Directive 1: Please rewrite the records from the line with "# Locate the metal railing" to the line with "318,243 -> 358,260" as a numbered list, leaving out any blank lines.

Passage provided:
----
Photo by Catherine McQueen

Trans rights and wrongs

There is more than one definition of a “right”

Artillery Row

There is one slogan that trans rights activists use frequently: “We just want to pee. It is a reference to the demand that transgender people be allowed to use the toilets matching their gender identity, not their sex. It is the perfect slogan for the trans rights movement. It is vulgar. It is immature — and it is legally wrong. 

Who knows what Wesley Newcomb Hohfeld would have made of trans rights. He was an American professor of Jurisprudence who died in 1918 — too early not only for the “trans turn” in human rights law, but for human rights law itself. Yet his analysis of rights is required reading for any scholar of legal theory and human rights. It is thanks to Hohfeld that we can reveal the lie behind the slogan. Hohfeld noted that the word “right” can hold different meanings, and that lack of clarity about what the word means in a legal context can lead to legal errors. 

Gender ideology demands that the state compel individuals

He created a taxonomy of rights, deconstructing them in their main elements, then linking them in relationships of correlation or opposition. To give an example, if person A has a “liberty” (one of the four elements of a right), then person A lacks the opposite “duty”. If A has a liberty to sing in the shower, then A does not have a duty not to sing in the shower. Liberties, or privileges, as Hohfeld defined them, do not engender duties in third parties. If person A has a claim, however, then there must be a person B with the correlative duty to fulfil that claim. 

Gender ideology presents “trans rights” as what Hohfeld would call a privilege or liberty: the right to be left alone to live one’s life, the “right to pee”. There is no correlative duty of performance for a liberty. Yet gender ideology demands a lot more than simple liberty rights. What it demands for transgender people, and most vociferously for transwomen, is “claim rights” —the power to affect other people’s behaviour towards that right, establishing a duty directed at the right holder and making them liable for lack of performance.
----
Data lines:
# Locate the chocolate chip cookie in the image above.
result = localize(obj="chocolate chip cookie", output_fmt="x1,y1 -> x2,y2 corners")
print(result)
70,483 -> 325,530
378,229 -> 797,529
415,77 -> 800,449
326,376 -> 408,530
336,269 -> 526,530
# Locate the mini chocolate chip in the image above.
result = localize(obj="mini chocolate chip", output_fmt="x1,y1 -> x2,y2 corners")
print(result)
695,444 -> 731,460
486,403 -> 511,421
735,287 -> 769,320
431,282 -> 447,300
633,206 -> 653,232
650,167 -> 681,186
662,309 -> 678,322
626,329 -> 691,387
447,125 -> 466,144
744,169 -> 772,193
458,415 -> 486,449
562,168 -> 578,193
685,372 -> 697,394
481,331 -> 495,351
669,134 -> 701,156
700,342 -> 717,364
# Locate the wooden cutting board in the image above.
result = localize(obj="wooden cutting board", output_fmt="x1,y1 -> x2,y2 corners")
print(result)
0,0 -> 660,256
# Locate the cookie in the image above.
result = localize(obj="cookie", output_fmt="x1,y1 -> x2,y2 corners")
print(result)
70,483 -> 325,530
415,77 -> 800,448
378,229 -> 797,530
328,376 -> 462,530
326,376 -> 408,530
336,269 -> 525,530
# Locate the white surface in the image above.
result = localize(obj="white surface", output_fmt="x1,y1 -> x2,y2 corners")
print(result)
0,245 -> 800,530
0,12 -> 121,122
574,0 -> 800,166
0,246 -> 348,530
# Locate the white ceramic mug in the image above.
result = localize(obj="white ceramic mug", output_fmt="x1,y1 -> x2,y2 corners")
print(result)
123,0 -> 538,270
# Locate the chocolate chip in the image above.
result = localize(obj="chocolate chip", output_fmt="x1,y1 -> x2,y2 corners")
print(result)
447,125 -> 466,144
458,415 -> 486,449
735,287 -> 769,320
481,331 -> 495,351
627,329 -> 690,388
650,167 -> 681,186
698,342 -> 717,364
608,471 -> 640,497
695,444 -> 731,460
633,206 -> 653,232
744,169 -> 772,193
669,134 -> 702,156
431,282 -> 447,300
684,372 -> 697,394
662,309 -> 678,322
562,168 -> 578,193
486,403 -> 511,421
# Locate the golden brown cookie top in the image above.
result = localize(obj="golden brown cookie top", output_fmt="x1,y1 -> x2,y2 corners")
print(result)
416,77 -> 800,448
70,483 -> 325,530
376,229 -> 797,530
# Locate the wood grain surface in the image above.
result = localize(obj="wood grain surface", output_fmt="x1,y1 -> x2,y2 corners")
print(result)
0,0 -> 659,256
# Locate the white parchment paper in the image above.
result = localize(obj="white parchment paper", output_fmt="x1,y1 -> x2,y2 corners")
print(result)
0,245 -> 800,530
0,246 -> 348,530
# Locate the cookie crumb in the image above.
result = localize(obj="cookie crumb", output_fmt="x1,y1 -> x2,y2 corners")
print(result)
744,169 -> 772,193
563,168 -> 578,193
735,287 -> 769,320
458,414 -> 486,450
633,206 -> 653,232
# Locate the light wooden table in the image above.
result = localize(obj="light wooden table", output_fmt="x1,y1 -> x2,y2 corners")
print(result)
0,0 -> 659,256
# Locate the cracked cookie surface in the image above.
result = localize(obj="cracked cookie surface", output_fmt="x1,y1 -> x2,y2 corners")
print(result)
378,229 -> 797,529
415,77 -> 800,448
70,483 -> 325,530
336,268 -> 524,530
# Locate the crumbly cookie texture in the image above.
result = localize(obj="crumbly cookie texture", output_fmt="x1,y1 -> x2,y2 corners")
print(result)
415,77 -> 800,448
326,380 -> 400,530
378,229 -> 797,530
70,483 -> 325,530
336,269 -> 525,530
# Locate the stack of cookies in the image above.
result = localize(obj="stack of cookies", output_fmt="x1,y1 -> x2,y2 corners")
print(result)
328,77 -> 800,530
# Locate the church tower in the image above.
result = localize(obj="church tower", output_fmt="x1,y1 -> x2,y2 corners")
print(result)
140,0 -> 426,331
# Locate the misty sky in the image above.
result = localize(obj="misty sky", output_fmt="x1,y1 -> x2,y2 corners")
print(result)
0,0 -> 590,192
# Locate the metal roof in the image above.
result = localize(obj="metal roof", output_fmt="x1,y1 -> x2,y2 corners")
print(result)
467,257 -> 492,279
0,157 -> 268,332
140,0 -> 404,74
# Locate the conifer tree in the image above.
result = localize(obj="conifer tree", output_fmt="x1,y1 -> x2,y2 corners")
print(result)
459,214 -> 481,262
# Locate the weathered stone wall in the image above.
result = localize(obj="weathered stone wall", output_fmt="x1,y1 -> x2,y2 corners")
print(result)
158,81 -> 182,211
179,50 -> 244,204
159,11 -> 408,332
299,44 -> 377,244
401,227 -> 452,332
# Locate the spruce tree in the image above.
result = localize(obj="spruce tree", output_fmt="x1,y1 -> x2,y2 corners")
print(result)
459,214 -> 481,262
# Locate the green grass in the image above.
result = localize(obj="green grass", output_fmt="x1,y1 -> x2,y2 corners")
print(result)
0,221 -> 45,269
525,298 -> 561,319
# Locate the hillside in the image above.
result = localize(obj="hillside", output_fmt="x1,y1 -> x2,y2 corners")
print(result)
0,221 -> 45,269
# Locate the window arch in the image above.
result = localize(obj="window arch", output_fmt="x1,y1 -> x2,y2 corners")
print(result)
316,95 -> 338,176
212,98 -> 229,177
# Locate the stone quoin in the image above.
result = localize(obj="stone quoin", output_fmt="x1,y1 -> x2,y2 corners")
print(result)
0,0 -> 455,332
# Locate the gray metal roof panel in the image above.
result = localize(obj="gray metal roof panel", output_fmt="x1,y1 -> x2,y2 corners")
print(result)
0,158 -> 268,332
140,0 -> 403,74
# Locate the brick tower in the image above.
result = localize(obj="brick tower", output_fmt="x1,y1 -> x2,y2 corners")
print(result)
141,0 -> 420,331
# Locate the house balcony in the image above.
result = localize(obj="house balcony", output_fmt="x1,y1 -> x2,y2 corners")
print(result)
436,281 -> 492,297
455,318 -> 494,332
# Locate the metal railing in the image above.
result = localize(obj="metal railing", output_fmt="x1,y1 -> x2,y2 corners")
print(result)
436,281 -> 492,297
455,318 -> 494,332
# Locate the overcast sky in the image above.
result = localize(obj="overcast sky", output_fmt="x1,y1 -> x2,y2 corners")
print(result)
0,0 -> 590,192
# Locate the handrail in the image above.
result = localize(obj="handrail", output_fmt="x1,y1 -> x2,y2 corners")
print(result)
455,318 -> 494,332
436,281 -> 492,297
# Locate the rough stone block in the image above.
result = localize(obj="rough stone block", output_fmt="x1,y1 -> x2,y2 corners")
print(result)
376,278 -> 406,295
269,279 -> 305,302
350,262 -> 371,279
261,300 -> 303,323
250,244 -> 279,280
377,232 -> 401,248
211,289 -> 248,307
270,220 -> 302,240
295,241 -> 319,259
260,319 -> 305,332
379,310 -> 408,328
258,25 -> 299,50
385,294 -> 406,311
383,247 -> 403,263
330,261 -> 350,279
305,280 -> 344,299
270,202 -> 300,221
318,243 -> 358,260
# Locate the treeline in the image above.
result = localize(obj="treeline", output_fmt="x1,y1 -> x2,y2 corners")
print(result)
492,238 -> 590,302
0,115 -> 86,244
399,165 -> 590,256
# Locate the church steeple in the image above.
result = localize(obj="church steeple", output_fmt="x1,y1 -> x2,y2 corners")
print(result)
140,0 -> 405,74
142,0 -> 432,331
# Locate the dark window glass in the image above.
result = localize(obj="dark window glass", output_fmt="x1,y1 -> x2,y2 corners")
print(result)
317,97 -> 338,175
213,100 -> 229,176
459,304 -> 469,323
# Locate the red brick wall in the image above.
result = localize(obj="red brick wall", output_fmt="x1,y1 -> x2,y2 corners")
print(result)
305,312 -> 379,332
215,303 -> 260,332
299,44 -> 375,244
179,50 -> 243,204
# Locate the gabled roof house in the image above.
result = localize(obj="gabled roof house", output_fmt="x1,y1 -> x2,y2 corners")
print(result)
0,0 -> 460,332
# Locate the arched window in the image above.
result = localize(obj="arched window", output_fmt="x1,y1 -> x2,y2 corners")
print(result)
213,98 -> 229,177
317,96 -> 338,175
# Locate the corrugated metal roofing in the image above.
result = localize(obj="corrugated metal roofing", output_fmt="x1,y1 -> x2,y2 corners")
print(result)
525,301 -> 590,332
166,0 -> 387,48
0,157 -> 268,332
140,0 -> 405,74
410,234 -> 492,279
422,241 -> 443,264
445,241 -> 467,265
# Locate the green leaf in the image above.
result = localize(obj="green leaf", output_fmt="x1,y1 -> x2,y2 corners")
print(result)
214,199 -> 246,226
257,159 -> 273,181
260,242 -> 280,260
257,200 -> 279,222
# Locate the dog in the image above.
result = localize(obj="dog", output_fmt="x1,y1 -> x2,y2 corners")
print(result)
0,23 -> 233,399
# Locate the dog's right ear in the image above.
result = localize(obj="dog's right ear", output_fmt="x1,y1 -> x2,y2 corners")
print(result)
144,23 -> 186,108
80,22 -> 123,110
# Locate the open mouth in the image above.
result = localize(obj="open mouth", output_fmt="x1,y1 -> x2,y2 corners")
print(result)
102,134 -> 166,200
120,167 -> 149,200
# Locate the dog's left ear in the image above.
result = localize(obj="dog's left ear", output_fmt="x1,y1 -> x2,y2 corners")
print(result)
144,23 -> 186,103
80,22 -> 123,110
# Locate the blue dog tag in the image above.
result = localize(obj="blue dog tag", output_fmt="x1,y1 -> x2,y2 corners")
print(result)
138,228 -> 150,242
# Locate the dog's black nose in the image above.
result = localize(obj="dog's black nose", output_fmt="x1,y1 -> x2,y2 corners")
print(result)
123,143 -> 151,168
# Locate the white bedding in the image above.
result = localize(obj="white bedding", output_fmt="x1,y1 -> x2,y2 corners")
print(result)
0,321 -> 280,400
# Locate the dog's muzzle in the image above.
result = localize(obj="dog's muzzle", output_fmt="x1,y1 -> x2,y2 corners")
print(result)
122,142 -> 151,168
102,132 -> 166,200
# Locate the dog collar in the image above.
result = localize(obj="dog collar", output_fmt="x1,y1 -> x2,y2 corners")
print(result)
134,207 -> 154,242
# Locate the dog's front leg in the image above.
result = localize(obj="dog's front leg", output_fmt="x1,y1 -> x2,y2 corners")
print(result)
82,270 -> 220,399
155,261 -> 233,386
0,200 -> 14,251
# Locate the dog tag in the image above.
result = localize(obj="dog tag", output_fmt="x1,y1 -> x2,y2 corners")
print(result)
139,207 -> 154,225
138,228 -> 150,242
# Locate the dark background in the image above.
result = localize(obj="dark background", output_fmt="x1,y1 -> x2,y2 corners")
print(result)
----
Directive 2: Repeat word for word the part of the trans rights article from "There is one" to "is legally wrong.".

Written solution 1:
1. # Locate the metal railing in the image above.
2. result = localize(obj="metal railing", output_fmt="x1,y1 -> x2,y2 corners")
3. print(result)
4. 436,281 -> 492,297
5. 455,318 -> 494,332
6. # Locate the overcast sky in the image above.
7. result = localize(obj="overcast sky", output_fmt="x1,y1 -> x2,y2 corners")
8. print(result)
9. 0,0 -> 590,192
10. # Locate the handrail in the image above.
11. result = localize(obj="handrail", output_fmt="x1,y1 -> x2,y2 corners")
12. print(result)
13. 455,318 -> 494,332
14. 436,281 -> 492,297
15. # Locate the rough stone block in the image above.
16. result = localize(obj="rough stone block", output_fmt="x1,y1 -> x2,y2 corners")
17. print(result)
18. 376,278 -> 406,295
19. 269,279 -> 305,302
20. 350,262 -> 371,279
21. 261,300 -> 303,323
22. 250,244 -> 279,280
23. 377,232 -> 401,248
24. 211,289 -> 248,307
25. 270,220 -> 302,240
26. 295,241 -> 319,259
27. 260,319 -> 305,332
28. 379,310 -> 408,328
29. 258,25 -> 299,50
30. 385,294 -> 406,311
31. 383,247 -> 403,263
32. 330,261 -> 350,279
33. 305,280 -> 344,299
34. 270,202 -> 300,221
35. 318,243 -> 358,260

Written solution 2:
There is one slogan that trans rights activists use frequently: “We just want to pee. It is a reference to the demand that transgender people be allowed to use the toilets matching their gender identity, not their sex. It is the perfect slogan for the trans rights movement. It is vulgar. It is immature — and it is legally wrong.